* [Set problem]
Every line of the material is to be repeated exactly as it stands.

* [Input rows]
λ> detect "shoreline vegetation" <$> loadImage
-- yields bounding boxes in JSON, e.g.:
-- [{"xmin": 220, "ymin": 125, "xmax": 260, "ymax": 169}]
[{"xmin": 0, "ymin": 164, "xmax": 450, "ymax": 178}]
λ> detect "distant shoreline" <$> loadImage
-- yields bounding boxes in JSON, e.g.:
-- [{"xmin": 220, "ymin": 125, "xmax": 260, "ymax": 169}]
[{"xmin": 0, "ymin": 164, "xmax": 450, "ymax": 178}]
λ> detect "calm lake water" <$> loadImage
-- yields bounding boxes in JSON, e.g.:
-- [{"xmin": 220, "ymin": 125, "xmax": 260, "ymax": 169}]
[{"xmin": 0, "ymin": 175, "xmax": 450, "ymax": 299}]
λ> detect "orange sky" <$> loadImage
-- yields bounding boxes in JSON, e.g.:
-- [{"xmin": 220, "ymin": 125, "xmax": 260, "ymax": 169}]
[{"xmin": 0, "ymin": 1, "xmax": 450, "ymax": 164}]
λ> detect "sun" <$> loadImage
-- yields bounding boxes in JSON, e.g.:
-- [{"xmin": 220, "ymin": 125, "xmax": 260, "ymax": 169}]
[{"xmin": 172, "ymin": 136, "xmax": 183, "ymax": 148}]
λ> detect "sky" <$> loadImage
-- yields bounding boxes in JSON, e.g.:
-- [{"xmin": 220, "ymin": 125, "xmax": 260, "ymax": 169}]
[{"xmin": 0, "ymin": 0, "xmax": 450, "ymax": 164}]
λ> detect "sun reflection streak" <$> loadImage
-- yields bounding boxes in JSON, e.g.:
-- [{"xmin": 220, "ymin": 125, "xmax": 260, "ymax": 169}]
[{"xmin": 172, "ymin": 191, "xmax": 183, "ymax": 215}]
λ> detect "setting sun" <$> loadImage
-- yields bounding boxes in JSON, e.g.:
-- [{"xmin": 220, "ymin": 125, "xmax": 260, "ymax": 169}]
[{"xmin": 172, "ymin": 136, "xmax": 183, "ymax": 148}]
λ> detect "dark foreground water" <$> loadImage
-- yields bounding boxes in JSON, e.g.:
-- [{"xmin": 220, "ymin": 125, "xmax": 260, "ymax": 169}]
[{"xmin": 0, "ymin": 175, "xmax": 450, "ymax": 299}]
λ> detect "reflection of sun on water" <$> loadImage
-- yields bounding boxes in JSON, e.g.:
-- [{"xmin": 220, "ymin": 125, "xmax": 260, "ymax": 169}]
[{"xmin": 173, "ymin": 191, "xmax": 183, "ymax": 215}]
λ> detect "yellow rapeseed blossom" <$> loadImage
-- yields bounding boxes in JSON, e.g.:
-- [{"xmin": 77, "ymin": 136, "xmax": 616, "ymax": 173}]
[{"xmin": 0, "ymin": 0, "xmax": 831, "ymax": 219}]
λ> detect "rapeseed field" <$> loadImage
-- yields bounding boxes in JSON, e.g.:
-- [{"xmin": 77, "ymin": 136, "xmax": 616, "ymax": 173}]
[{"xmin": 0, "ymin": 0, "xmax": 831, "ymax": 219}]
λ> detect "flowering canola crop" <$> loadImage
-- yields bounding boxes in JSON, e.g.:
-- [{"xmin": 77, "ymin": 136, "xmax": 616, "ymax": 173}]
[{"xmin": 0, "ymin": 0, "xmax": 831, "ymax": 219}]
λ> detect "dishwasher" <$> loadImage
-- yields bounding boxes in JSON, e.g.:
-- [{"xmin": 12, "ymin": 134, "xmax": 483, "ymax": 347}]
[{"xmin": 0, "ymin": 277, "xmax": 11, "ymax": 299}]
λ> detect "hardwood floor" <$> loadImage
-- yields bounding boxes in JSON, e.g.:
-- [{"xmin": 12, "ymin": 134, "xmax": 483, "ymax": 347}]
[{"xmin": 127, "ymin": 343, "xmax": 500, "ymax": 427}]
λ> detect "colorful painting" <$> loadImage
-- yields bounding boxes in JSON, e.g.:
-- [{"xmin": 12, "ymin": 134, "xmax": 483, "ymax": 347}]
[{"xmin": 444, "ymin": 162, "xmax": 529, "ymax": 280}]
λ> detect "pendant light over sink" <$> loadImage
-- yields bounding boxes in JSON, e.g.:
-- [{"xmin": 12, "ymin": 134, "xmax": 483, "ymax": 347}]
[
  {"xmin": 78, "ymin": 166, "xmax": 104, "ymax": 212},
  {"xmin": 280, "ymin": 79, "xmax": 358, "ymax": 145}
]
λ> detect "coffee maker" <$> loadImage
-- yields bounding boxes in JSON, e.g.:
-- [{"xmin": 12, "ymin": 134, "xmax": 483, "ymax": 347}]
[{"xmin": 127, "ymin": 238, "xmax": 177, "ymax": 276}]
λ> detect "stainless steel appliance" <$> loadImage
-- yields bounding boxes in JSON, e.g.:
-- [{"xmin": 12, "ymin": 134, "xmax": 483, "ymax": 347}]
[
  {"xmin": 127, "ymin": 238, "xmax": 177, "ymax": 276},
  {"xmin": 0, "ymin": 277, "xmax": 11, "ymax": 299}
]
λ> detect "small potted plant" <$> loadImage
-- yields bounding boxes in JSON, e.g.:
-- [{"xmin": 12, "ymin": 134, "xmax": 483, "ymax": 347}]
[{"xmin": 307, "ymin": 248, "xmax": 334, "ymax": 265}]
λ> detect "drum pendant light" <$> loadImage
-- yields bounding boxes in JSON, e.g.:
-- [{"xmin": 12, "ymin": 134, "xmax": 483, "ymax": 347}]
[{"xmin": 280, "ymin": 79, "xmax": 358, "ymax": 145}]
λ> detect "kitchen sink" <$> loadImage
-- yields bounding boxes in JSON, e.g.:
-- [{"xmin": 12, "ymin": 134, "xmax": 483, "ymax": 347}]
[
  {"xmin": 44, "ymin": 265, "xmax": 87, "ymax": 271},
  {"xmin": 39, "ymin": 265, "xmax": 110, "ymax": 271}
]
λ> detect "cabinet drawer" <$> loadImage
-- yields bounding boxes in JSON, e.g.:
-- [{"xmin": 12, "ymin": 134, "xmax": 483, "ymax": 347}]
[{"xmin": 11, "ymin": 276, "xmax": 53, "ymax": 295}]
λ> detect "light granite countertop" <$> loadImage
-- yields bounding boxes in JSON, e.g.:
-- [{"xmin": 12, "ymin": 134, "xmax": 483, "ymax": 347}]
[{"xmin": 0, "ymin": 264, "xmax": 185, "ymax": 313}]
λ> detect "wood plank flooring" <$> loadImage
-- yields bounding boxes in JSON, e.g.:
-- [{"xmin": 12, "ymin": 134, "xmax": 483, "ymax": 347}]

* [Full answer]
λ> detect "shoreline vegetation" <$> loadImage
-- yields bounding boxes in JSON, e.g.:
-- [{"xmin": 220, "ymin": 125, "xmax": 260, "ymax": 169}]
[{"xmin": 0, "ymin": 164, "xmax": 450, "ymax": 178}]
λ> detect "distant shoreline" <$> loadImage
-- yields bounding boxes in JSON, e.g.:
-- [{"xmin": 220, "ymin": 125, "xmax": 260, "ymax": 169}]
[{"xmin": 0, "ymin": 164, "xmax": 450, "ymax": 178}]
λ> detect "calm lake water" <$> loadImage
-- yields bounding boxes in JSON, e.g.:
-- [{"xmin": 220, "ymin": 125, "xmax": 260, "ymax": 169}]
[{"xmin": 0, "ymin": 175, "xmax": 450, "ymax": 299}]
λ> detect "orange sky" <$> loadImage
-- yields bounding boxes in JSON, e.g.:
-- [{"xmin": 220, "ymin": 125, "xmax": 260, "ymax": 169}]
[{"xmin": 0, "ymin": 1, "xmax": 450, "ymax": 164}]
λ> detect "sun" <$> loadImage
-- yields bounding boxes in JSON, e.g.:
-- [{"xmin": 220, "ymin": 125, "xmax": 260, "ymax": 169}]
[{"xmin": 172, "ymin": 136, "xmax": 183, "ymax": 148}]
λ> detect "sky" <$> loadImage
-- yields bounding boxes in JSON, e.g.:
-- [{"xmin": 220, "ymin": 125, "xmax": 260, "ymax": 169}]
[{"xmin": 0, "ymin": 0, "xmax": 450, "ymax": 164}]
λ> detect "sun reflection streak" <$> loadImage
-- yields bounding boxes in JSON, e.g.:
-- [{"xmin": 220, "ymin": 125, "xmax": 260, "ymax": 169}]
[{"xmin": 172, "ymin": 191, "xmax": 183, "ymax": 215}]
λ> detect "setting sun" <$> loadImage
-- yields bounding boxes in JSON, e.g.:
-- [{"xmin": 220, "ymin": 125, "xmax": 260, "ymax": 169}]
[{"xmin": 172, "ymin": 136, "xmax": 183, "ymax": 148}]
λ> detect "dark foreground water" <$> loadImage
-- yields bounding boxes in JSON, e.g.:
-- [{"xmin": 220, "ymin": 125, "xmax": 260, "ymax": 169}]
[{"xmin": 0, "ymin": 175, "xmax": 450, "ymax": 299}]
λ> detect "reflection of sun on water" <$> loadImage
-- yields bounding boxes in JSON, e.g.:
-- [{"xmin": 220, "ymin": 125, "xmax": 260, "ymax": 169}]
[{"xmin": 173, "ymin": 191, "xmax": 183, "ymax": 215}]
λ> detect "yellow rapeseed blossom" <$> loadImage
-- yields bounding boxes in JSON, e.g.:
-- [{"xmin": 77, "ymin": 136, "xmax": 616, "ymax": 173}]
[{"xmin": 0, "ymin": 0, "xmax": 831, "ymax": 219}]
λ> detect "rapeseed field" <$> loadImage
-- yields bounding boxes in JSON, e.g.:
-- [{"xmin": 77, "ymin": 136, "xmax": 616, "ymax": 173}]
[{"xmin": 0, "ymin": 0, "xmax": 831, "ymax": 219}]
λ> detect "flowering canola crop" <$> loadImage
-- yields bounding boxes in JSON, e.g.:
-- [{"xmin": 77, "ymin": 136, "xmax": 616, "ymax": 173}]
[{"xmin": 0, "ymin": 0, "xmax": 831, "ymax": 219}]
λ> detect "dishwasher" <$> loadImage
-- yields bounding boxes in JSON, e.g.:
-- [{"xmin": 12, "ymin": 134, "xmax": 483, "ymax": 347}]
[{"xmin": 0, "ymin": 277, "xmax": 11, "ymax": 299}]
λ> detect "hardwood floor" <$> loadImage
-- yields bounding boxes in JSON, e.g.:
-- [{"xmin": 12, "ymin": 134, "xmax": 483, "ymax": 347}]
[{"xmin": 127, "ymin": 343, "xmax": 500, "ymax": 427}]
λ> detect "colorful painting" <$> loadImage
-- yields bounding boxes in JSON, e.g.:
-- [{"xmin": 12, "ymin": 134, "xmax": 483, "ymax": 347}]
[{"xmin": 444, "ymin": 162, "xmax": 529, "ymax": 280}]
λ> detect "pendant light over sink" <$> loadImage
-- yields bounding boxes in JSON, e.g.:
-- [{"xmin": 12, "ymin": 134, "xmax": 483, "ymax": 347}]
[
  {"xmin": 78, "ymin": 166, "xmax": 104, "ymax": 212},
  {"xmin": 280, "ymin": 79, "xmax": 358, "ymax": 145}
]
λ> detect "coffee maker" <$> loadImage
-- yields bounding boxes in JSON, e.g.:
-- [{"xmin": 12, "ymin": 134, "xmax": 483, "ymax": 347}]
[{"xmin": 127, "ymin": 238, "xmax": 177, "ymax": 276}]
λ> detect "stainless steel appliance" <$> loadImage
-- yields bounding boxes in JSON, e.g.:
-- [{"xmin": 12, "ymin": 134, "xmax": 483, "ymax": 347}]
[
  {"xmin": 127, "ymin": 238, "xmax": 177, "ymax": 276},
  {"xmin": 0, "ymin": 277, "xmax": 11, "ymax": 299}
]
λ> detect "small potted plant" <$> loadImage
-- yields bounding boxes in JSON, e.g.:
-- [{"xmin": 12, "ymin": 134, "xmax": 483, "ymax": 347}]
[{"xmin": 307, "ymin": 248, "xmax": 334, "ymax": 265}]
λ> detect "drum pendant light" <$> loadImage
-- yields bounding boxes in JSON, e.g.:
-- [{"xmin": 12, "ymin": 134, "xmax": 483, "ymax": 347}]
[{"xmin": 280, "ymin": 79, "xmax": 358, "ymax": 145}]
λ> detect "kitchen sink" <$> loadImage
-- yields bounding boxes in JSON, e.g.:
-- [{"xmin": 12, "ymin": 134, "xmax": 483, "ymax": 347}]
[
  {"xmin": 44, "ymin": 265, "xmax": 87, "ymax": 271},
  {"xmin": 39, "ymin": 265, "xmax": 110, "ymax": 271}
]
λ> detect "cabinet drawer" <$> loadImage
-- yields bounding boxes in JSON, e.g.:
-- [{"xmin": 12, "ymin": 134, "xmax": 483, "ymax": 347}]
[{"xmin": 11, "ymin": 276, "xmax": 53, "ymax": 295}]
λ> detect "light granite countertop" <$> loadImage
-- yields bounding boxes in JSON, e.g.:
-- [{"xmin": 12, "ymin": 134, "xmax": 483, "ymax": 347}]
[{"xmin": 0, "ymin": 264, "xmax": 185, "ymax": 313}]
λ> detect "wood plank flooring" <$> loadImage
-- yields bounding boxes in JSON, e.g.:
-- [{"xmin": 12, "ymin": 134, "xmax": 483, "ymax": 347}]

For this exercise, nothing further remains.